-- Input data follows --
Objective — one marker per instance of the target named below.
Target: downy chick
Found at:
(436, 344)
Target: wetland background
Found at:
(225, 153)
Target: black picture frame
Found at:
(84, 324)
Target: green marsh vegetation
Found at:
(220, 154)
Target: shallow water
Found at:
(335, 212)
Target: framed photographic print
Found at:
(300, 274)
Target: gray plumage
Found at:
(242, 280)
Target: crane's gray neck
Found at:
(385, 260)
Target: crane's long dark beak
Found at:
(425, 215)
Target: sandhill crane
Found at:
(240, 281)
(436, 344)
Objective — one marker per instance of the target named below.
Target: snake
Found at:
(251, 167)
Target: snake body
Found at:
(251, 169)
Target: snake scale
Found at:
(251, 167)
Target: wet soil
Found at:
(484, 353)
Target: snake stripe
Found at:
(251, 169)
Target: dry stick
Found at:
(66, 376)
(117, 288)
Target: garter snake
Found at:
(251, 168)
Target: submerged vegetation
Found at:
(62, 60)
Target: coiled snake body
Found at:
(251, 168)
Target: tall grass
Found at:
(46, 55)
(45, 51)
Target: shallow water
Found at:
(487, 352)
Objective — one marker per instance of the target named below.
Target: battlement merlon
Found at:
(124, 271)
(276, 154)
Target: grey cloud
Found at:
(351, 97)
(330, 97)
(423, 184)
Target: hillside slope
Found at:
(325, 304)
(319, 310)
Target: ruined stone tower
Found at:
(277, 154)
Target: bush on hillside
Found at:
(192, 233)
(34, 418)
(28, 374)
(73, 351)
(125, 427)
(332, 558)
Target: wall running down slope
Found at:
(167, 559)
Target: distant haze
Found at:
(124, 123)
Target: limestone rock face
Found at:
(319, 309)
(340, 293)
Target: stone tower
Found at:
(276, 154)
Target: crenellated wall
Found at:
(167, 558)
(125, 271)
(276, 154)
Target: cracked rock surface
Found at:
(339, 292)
-- Input data concluded --
Task goal:
Scan the records for lines that hold "slope", and reproduce each one you find.

Result of the exercise:
Target: hillside slope
Target: wall running down slope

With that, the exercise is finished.